**GIVEN PROBLEM A**
Answer these from the court judgment:
(i) In which court did the case start?
(ii) Who was counsel for the respondents?
(iii) On what day did the respondents file their application to have the appeal struck out or dismissed?
**GIVEN PROBLEM B**
Extend the court judgment on the Be-Bees Tropical Apartments appeal by writing the paragraph that comes after its last sentence.

**SOURCE TEXT**
Reported at [2001] 2 Qd R 331

Sattel v Proprietors Be-Bees Tropical Apartments[2000] QCA 496

Reported at [2001] 2 Qd R 331

 

SUPREME COURT OF QUEENSLAND

 

CITATION:

Sattel & Ors v Proprietors Be-Bees Tropical Apartments

[2000] QCA 496

PARTIES:

GARRY JOHN SATTEL, LINDSAY ROY NICHOLSON and CARINGAL SPRINGS PTY LTD ACN 005 117 108

(plaintiffs/respondents)

v

THE PROPRIETORS OF BE-BEES TROPICAL APARTMENTS BUP NO 71593

(first defendant/appellant)

MARK ROBERT NETHERWOOD, JOANNE MAREE SEARLE, SHANE PETER ROYLE, MARK ROBERT NETHERWOOD (AS TRUSTEE) AND SHANE PETER ROYLE (AS TRUSTEE)

(second defendants)

FILE NO/S:

Appeal No 3577 of 2000

SC No 10 of 1996

DIVISION:

Court of Appeal

PROCEEDING:

General Civil Appeal

Application to Strike Out

ORIGINATING COURT:

Supreme Court at Cairns

DELIVERED ON:

Judgment delivered 29 November 2000

Reasons for judgment delivered 8 December 2000

DELIVERED AT:

Brisbane

HEARING DATE:

29 November 2000

JUDGES:

Pincus and Davies JJA, Douglas J

Judgment of the Court

ORDER:

Appeal dismissed.  Appellant to pay half of respondents' costs of and incidental to the appeal, to be assessed.

CATCHWORDS:

APPEAL AND NEW TRIAL – APPEAL – GENERAL PRINCIPLES – IN GENERAL AND RIGHT OF APPEAL – WHO MAY EXERCISE RIGHT

CORPORATIONS – BODIES CORPORATE – OTHER THAN COMPANIES AND ASSOCIATIONS – NATURE AND POWERS – IN GENERAL – appellant body corporate required to pass special resolution to start a proceeding – special resolution not required in order to bring counterclaim, third-party proceeding or other proceeding, in a proceeding to which body corporate already a party – appeal brought by appellant without authorisation of special resolution – whether appeal a separate proceeding from action below

Body Corporate and Community Management Act 1997 (Qld),  s 259, s 275, s 276

Body Corporate and Community Management (Standard Module) Regulation 1997 (Qld),  reg 3(1), reg 26

Supreme Court of Queensland Act 1991 (Qld),  s 16, Part 3

Computer Edge Pty Ltd v Apple Computer Inc (1984) 54 ALR 767, mentioned

General Accident Fire and Life Assurance Corporation Ltd v Foster [1972] 3 All ER 877, considered

Hall v Busst (1960) 104 CLR 206, mentioned

COUNSEL:

D A Savage, with W A Cull, for the appellant

C J Carrigan for the respondents

SOLICITORS:

Attwood Marshall (Gold Coast) for the appellant

Nicholsons for the respondents

  1. THE COURT:  The appellant purported to institute an appeal against a judgment of Jones J which appeal was, after outlines had been delivered, set down for hearing on 29 November 2000.  On 28 November the respondents to the appeal filed an application for an order that the appeal be struck out or dismissed on the ground that, it was said, the appellant had failed to "comply with s 259 of the Body Corporate and Community Management Act 1997".  We granted that application, dismissing the appeal, and reserved our reasons.

**SUPPLIED INFORMATION**

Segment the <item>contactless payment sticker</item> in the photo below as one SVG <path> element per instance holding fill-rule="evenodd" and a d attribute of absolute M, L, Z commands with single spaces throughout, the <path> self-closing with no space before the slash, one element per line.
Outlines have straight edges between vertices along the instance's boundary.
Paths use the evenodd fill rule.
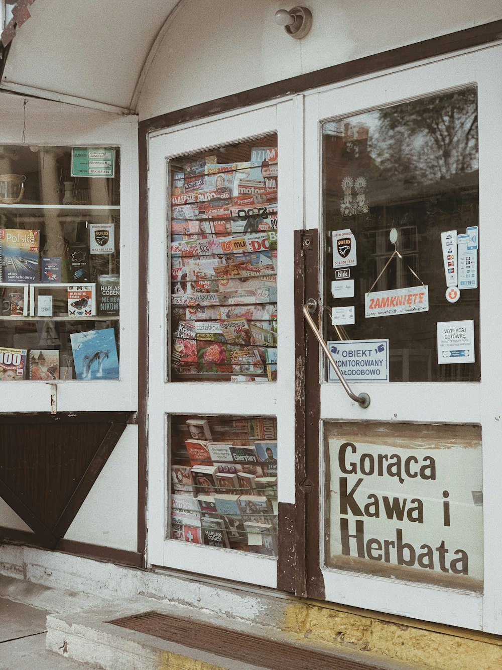
<path fill-rule="evenodd" d="M 349 228 L 333 230 L 333 267 L 347 267 L 357 265 L 355 238 Z"/>
<path fill-rule="evenodd" d="M 474 321 L 442 321 L 437 324 L 438 364 L 473 363 Z"/>
<path fill-rule="evenodd" d="M 447 230 L 441 233 L 441 247 L 442 247 L 442 262 L 444 265 L 444 276 L 446 286 L 456 286 L 457 256 L 456 230 Z"/>
<path fill-rule="evenodd" d="M 354 280 L 345 279 L 332 281 L 331 295 L 333 297 L 353 297 Z"/>
<path fill-rule="evenodd" d="M 332 326 L 351 326 L 355 323 L 355 310 L 351 307 L 332 307 Z"/>

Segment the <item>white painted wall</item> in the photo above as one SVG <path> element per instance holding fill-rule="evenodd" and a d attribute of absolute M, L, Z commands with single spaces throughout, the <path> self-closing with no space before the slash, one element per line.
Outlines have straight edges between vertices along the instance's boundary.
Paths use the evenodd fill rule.
<path fill-rule="evenodd" d="M 138 427 L 128 425 L 64 536 L 136 551 Z"/>
<path fill-rule="evenodd" d="M 139 97 L 140 119 L 502 18 L 499 0 L 305 0 L 294 40 L 284 0 L 182 0 Z"/>

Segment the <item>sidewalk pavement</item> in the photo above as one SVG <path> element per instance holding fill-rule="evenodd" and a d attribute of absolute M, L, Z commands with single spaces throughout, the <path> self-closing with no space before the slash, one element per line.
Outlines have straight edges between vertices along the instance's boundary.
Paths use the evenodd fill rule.
<path fill-rule="evenodd" d="M 31 605 L 0 598 L 0 670 L 90 670 L 46 649 L 46 617 Z"/>

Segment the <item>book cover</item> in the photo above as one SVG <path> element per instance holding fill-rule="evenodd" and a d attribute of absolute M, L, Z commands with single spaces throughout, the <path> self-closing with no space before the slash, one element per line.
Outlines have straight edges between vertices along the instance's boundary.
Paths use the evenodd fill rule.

**FINAL ANSWER A**
(i) The Supreme Court at Cairns.
(ii) C J Carrigan.
(iii) 28 November.

**FINAL ANSWER B**
  1. The respondents, Messrs Sattel and others, instituted an action in the Supreme Court in which they sought declarations relating to a caretaking agreement as well as damages for breach of contract and other relief. The appellant was sued as a body corporate constituted under the provisions of the Building Units and Group Titles Act 1980.  The complaint the respondents made against it was that it had wrongfully repudiated certain agreements said to have been made between the appellant and the respondents.  During the hearing of that action the learned trial judge decided that, for reasons which need not be explained here, it would be convenient to deal with the action only in so far as certain declaratory relief was sought, leaving any question of damages to be determined in the District Court;  the action then proceeded to judgment on that basis.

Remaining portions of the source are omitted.